* _TASK SET_
1. In the aquarium forum post, swap "sand" for "gravel" and write out everything from "## g2nightmare (May" down to "one terrorizing them).".
2. Carry on the aquarium forum post from the point where it ends.

* _PASSAGE GIVEN_
# Re-designing my tank -- please help [lots of concerns]



## g2nightmare (May 30, 2014)

This is what the tank looks like now, with 1 cichlid: http://i.imgur.com/yVHP4PH.jpg

My tank is 32 gallons. I am using white sand with a Fluval 305 cannister filter. I just purchased some aragonite to mix with the sand to give kind of a beachy feel.

My two main concerns are: water flow (so poop doesn't go into one corner) and rock setup/hiding spots (so I can get more fish without this one terrorizing them).

My main questions are:

1) Is my current filtration setup good? Should I have intake on the far left corner and exhaust in the far right corner? Which direction should I point the exhaust? It is currently pointing INTO the glass to the right of the tank, which would help swirl it around before it reaches intake.

2) Should I place rocks on the back wall or in the middle of the tank? I ask this because I see pictures online and I wonder how they clean (siphon) their tanks when there are so many rocks. I figure if I place rocks in the middle of the tank, not touching any walls, then I should be able to clean the substrate around the rocks.

* _DATASET ROWS_
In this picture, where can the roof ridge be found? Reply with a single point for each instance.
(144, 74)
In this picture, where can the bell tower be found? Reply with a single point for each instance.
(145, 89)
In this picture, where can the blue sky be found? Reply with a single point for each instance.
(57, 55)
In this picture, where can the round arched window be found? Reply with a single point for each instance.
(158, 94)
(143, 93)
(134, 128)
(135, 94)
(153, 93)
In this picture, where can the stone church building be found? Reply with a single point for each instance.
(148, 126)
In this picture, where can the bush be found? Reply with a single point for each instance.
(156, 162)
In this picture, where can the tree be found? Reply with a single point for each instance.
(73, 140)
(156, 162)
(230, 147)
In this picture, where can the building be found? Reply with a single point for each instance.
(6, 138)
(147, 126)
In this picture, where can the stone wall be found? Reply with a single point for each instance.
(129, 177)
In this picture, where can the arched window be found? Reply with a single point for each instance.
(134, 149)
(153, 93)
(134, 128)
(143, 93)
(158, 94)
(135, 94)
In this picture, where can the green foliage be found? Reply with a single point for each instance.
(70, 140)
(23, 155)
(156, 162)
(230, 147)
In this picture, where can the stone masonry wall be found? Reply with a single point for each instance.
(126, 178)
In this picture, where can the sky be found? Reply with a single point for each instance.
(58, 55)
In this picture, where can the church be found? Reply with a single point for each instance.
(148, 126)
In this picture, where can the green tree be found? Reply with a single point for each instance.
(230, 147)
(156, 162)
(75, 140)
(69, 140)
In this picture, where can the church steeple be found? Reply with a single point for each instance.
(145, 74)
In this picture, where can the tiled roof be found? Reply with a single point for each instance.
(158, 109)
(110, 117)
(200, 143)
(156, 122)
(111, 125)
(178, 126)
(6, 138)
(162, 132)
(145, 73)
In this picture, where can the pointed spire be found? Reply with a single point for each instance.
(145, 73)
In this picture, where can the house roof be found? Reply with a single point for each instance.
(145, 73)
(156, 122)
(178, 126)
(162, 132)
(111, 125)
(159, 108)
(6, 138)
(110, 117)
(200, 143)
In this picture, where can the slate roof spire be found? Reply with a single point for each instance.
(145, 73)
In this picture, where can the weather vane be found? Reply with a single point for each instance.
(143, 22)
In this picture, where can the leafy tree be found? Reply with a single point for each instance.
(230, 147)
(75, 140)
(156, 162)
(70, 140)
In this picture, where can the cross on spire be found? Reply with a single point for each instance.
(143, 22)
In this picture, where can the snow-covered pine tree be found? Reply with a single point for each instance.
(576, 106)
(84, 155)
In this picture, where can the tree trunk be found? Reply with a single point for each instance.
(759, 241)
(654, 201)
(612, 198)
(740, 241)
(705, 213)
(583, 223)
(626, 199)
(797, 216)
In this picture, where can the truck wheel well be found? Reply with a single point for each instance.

* _OUTPUTS FOR THE TASKS_
1.
## g2nightmare (May 30, 2014)

This is what the tank looks like now, with 1 cichlid: http://i.imgur.com/yVHP4PH.jpg

My tank is 32 gallons. I am using white gravel with a Fluval 305 cannister filter. I just purchased some aragonite to mix with the gravel to give kind of a beachy feel.

My two main concerns are: water flow (so poop doesn't go into one corner) and rock setup/hiding spots (so I can get more fish without this one terrorizing them).

2.
Basically, I want to achieve a setup that has plenty of hiding spots and easy to clean (for the cannister and siphoning)

Thanks!


----------



## anthony126 (Aug 6, 2014)

Hi g2... Right... I will answer quickly but can give you more detail if needed.

First of all the tank... ITS TOO SMALL!!! Sorry to say but I have been there and done it! If you go for some dwarf Mbuna species you may GET AWAY with it but do you really want to get away with keeping fish? Or give them the ideal? I would say 200ltr 55Gal MINIMUM. But on with the setup as it is anyway...

First of all filtration... you want your canister to turnover 5-8 times your tank volume per hour. therefore you want a 600ltr p/h filter minimum. Once you have the right filter etc. I put the intake and outlet at opposite ends of the tank (which it looks like you have done)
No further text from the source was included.